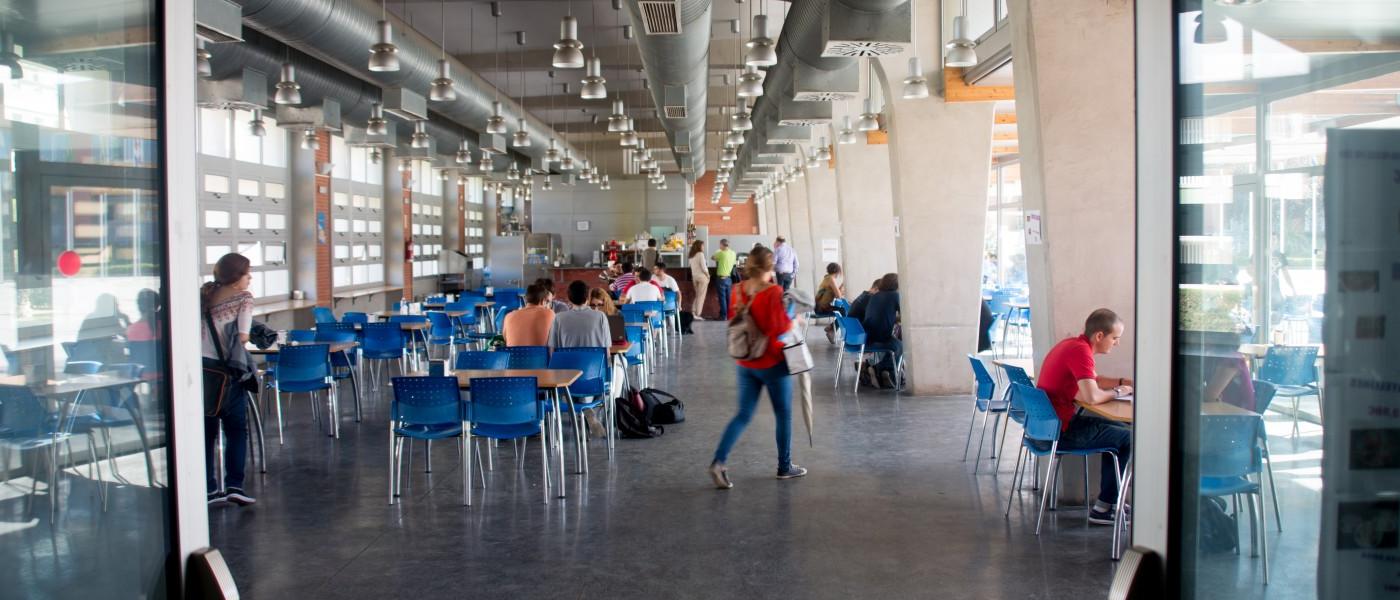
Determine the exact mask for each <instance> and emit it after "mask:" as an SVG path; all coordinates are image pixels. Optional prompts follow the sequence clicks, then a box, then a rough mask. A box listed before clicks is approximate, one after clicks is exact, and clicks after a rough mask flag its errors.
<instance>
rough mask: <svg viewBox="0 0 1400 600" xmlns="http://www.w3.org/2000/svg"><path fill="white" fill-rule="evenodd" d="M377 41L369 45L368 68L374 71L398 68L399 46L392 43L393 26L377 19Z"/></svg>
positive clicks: (398, 68)
mask: <svg viewBox="0 0 1400 600" xmlns="http://www.w3.org/2000/svg"><path fill="white" fill-rule="evenodd" d="M377 25H378V28H379V41H378V43H375V45H372V46H370V70H371V71H375V73H386V71H398V70H399V46H395V45H393V27H392V25H389V21H379V22H378V24H377Z"/></svg>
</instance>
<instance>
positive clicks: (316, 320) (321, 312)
mask: <svg viewBox="0 0 1400 600" xmlns="http://www.w3.org/2000/svg"><path fill="white" fill-rule="evenodd" d="M311 316H312V317H314V319H316V323H335V322H336V313H335V312H332V310H330V309H329V308H325V306H314V308H312V309H311Z"/></svg>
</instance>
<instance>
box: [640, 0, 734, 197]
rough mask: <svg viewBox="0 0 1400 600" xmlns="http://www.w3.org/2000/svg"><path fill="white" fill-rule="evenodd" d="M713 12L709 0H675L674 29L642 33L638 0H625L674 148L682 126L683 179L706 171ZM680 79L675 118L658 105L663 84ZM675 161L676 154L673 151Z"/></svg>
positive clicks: (647, 72)
mask: <svg viewBox="0 0 1400 600" xmlns="http://www.w3.org/2000/svg"><path fill="white" fill-rule="evenodd" d="M711 13H713V3H711V0H678V6H676V14H678V18H679V20H680V34H679V35H647V34H645V29H644V28H643V27H641V25H643V21H644V20H643V15H641V7H640V1H638V0H627V17H629V18H630V20H631V24H633V27H634V28H637V31H640V32H641V35H638V36H637V48H638V49H640V52H641V66H643V69H644V70H645V73H647V81H648V84H650V88H651V99H652V102H654V105H655V108H657V110H658V116H659V117H661V126H662V129H665V131H666V144H668V145H669V147H671V148H672V154H675V145H676V136H678V133H680V131H687V136H689V141H687V143H689V145H690V154H689V157H692V158H690V159H692V162H690V165H692V172H690V173H685V178H686V180H687V182H690V183H694V180H696V178H699V176H700V175H703V173H704V171H706V154H704V140H706V130H704V120H706V108H707V106H706V103H707V98H706V97H707V92H708V83H710V64H708V62H710V25H711V24H710V21H711ZM680 85H685V94H686V101H685V105H686V116H685V117H680V119H671V117H665V110H662V106H664V105H666V103H668V102H666V88H668V87H669V88H672V90H675V88H678V87H680ZM675 158H676V164H680V155H675Z"/></svg>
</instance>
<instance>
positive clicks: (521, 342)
mask: <svg viewBox="0 0 1400 600" xmlns="http://www.w3.org/2000/svg"><path fill="white" fill-rule="evenodd" d="M547 302H549V291H546V290H545V287H543V285H540V284H531V285H529V287H528V288H525V306H524V308H518V309H515V310H511V312H510V315H505V323H503V327H501V330H503V334H504V336H505V345H547V344H549V327H550V326H553V324H554V310H553V309H552V308H549V305H547Z"/></svg>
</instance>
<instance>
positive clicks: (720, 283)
mask: <svg viewBox="0 0 1400 600" xmlns="http://www.w3.org/2000/svg"><path fill="white" fill-rule="evenodd" d="M714 283H715V291H717V294H720V320H729V294H731V291H732V290H734V280H731V278H729V276H722V277H721V276H715V278H714Z"/></svg>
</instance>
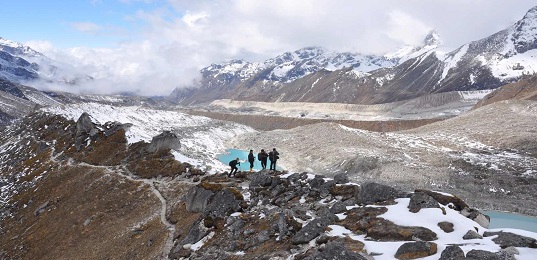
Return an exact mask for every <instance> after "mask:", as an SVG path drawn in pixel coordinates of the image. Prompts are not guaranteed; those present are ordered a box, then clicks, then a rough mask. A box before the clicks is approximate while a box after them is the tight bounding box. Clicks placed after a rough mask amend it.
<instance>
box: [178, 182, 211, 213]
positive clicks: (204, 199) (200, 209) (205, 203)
mask: <svg viewBox="0 0 537 260" xmlns="http://www.w3.org/2000/svg"><path fill="white" fill-rule="evenodd" d="M214 194H215V193H214V192H213V191H210V190H206V189H204V188H201V187H197V186H195V187H192V188H190V190H188V193H187V194H186V196H185V197H184V198H183V200H184V202H185V204H186V210H187V211H188V212H203V211H205V209H206V208H207V205H208V204H209V200H210V199H211V198H212V197H213V195H214Z"/></svg>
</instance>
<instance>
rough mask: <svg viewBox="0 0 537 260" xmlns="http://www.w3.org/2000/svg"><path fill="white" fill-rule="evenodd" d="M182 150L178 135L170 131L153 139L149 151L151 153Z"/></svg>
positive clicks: (166, 132) (164, 133)
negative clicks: (159, 151) (175, 150)
mask: <svg viewBox="0 0 537 260" xmlns="http://www.w3.org/2000/svg"><path fill="white" fill-rule="evenodd" d="M180 148H181V142H180V141H179V138H178V137H177V135H176V134H174V133H172V132H170V131H164V132H162V133H161V134H159V135H157V136H155V137H153V139H151V143H150V144H149V147H148V148H147V150H148V151H149V152H151V153H154V152H157V151H160V150H167V149H172V150H179V149H180Z"/></svg>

= = = = =

Recast all of the lines above as a numbered list, skipping blank lines and leaving out the pictures.

> **Response to this task**:
1. Determine the exact mask for each <instance> and emit it after "mask:" as an SVG path; all coordinates are image pixels. Optional prompts follow the sequence clicks, then a box, then a rough mask. A box listed before clicks is approximate, one after clicks is exact, and clicks after a rough mask flag its errors.
2. <instance>
3. rough mask: <svg viewBox="0 0 1400 600" xmlns="http://www.w3.org/2000/svg"><path fill="white" fill-rule="evenodd" d="M377 41L369 45L368 68L374 71L398 68L399 46L392 43L393 26L377 19Z"/></svg>
4. positive clicks: (398, 68)
5. mask: <svg viewBox="0 0 1400 600" xmlns="http://www.w3.org/2000/svg"><path fill="white" fill-rule="evenodd" d="M377 25H378V28H379V41H378V43H375V45H372V46H370V70H371V71H375V73H386V71H398V70H399V46H395V45H393V27H392V25H389V21H379V22H378V24H377Z"/></svg>
6. </instance>
7. <instance>
8. positive clicks: (316, 320) (321, 312)
9. mask: <svg viewBox="0 0 1400 600" xmlns="http://www.w3.org/2000/svg"><path fill="white" fill-rule="evenodd" d="M311 316H312V317H314V319H316V323H335V322H336V313H335V312H332V310H330V309H329V308H325V306H314V308H312V309H311Z"/></svg>
10. </instance>
11. <instance>
12. box: [640, 0, 734, 197]
13. rough mask: <svg viewBox="0 0 1400 600" xmlns="http://www.w3.org/2000/svg"><path fill="white" fill-rule="evenodd" d="M713 12L709 0H675L674 29L642 33L638 0H625L674 148L682 126L683 179L706 171ZM680 79L675 118L658 105L663 84ZM675 161L676 154L673 151Z"/></svg>
14. positive clicks: (647, 72)
15. mask: <svg viewBox="0 0 1400 600" xmlns="http://www.w3.org/2000/svg"><path fill="white" fill-rule="evenodd" d="M711 13H713V3H711V0H678V6H676V14H678V18H679V20H680V34H679V35H647V34H645V29H644V28H643V27H641V25H643V21H644V20H643V15H641V7H640V1H638V0H627V17H629V18H630V20H631V24H633V27H634V28H637V31H640V32H641V35H638V36H637V48H638V49H640V52H641V66H643V69H644V70H645V73H647V81H648V84H650V88H651V99H652V102H654V105H655V108H657V110H658V116H659V117H661V126H662V129H665V131H666V144H668V145H669V147H671V148H672V154H675V145H676V136H678V133H680V131H687V136H689V141H687V143H689V145H690V154H689V157H692V158H690V159H692V162H690V165H692V172H690V173H685V178H686V180H687V182H690V183H694V180H696V178H699V176H700V175H703V173H704V171H706V154H704V140H706V130H704V120H706V108H707V106H706V103H707V98H706V97H707V92H708V83H710V64H708V62H710V25H711V24H710V21H711ZM680 85H685V94H686V101H685V105H686V116H685V117H680V119H671V117H665V110H662V106H664V105H666V103H668V102H666V88H668V87H669V88H672V90H675V88H678V87H680ZM675 158H676V164H680V155H675Z"/></svg>
16. </instance>
17. <instance>
18. positive clicks: (521, 342)
19. mask: <svg viewBox="0 0 1400 600" xmlns="http://www.w3.org/2000/svg"><path fill="white" fill-rule="evenodd" d="M547 302H549V291H546V290H545V287H543V285H540V284H531V285H529V287H528V288H525V306H524V308H518V309H515V310H511V312H510V315H505V323H503V327H501V330H503V334H504V336H505V345H547V344H549V327H550V326H553V324H554V310H553V309H552V308H549V305H547Z"/></svg>
20. </instance>
21. <instance>
22. positive clicks: (720, 283)
23. mask: <svg viewBox="0 0 1400 600" xmlns="http://www.w3.org/2000/svg"><path fill="white" fill-rule="evenodd" d="M714 283H715V291H717V294H720V320H729V294H731V291H732V290H734V280H731V278H729V276H722V277H721V276H715V278H714Z"/></svg>
24. </instance>
25. Return an exact mask for every <instance> after "mask:", as an SVG path drawn in pixel coordinates of the image. Prompts are not guaranteed; those present are ordered a box, then clicks, then a rough mask. A box before the clicks is approximate while a box after them is the tight bounding box. Clicks placed after a rough mask amend it.
26. <instance>
27. box: [178, 182, 211, 213]
28. positive clicks: (204, 199) (200, 209) (205, 203)
29. mask: <svg viewBox="0 0 537 260" xmlns="http://www.w3.org/2000/svg"><path fill="white" fill-rule="evenodd" d="M214 194H215V193H214V192H213V191H210V190H206V189H204V188H201V187H197V186H195V187H192V188H190V190H188V193H187V194H186V196H185V197H184V198H183V200H184V202H185V204H186V210H187V211H188V212H203V211H205V209H206V208H207V205H208V204H209V200H210V199H211V198H212V197H213V195H214Z"/></svg>
30. </instance>
31. <instance>
32. rough mask: <svg viewBox="0 0 537 260" xmlns="http://www.w3.org/2000/svg"><path fill="white" fill-rule="evenodd" d="M182 150L178 135L170 131L153 139L149 151L151 153Z"/></svg>
33. positive clicks: (166, 132) (164, 133)
34. negative clicks: (159, 151) (175, 150)
35. mask: <svg viewBox="0 0 537 260" xmlns="http://www.w3.org/2000/svg"><path fill="white" fill-rule="evenodd" d="M180 148H181V142H180V141H179V138H178V137H177V135H176V134H174V133H172V132H170V131H164V132H162V133H161V134H159V135H157V136H155V137H153V139H151V143H150V144H149V147H148V148H147V150H148V151H149V152H151V153H154V152H157V151H160V150H167V149H172V150H179V149H180Z"/></svg>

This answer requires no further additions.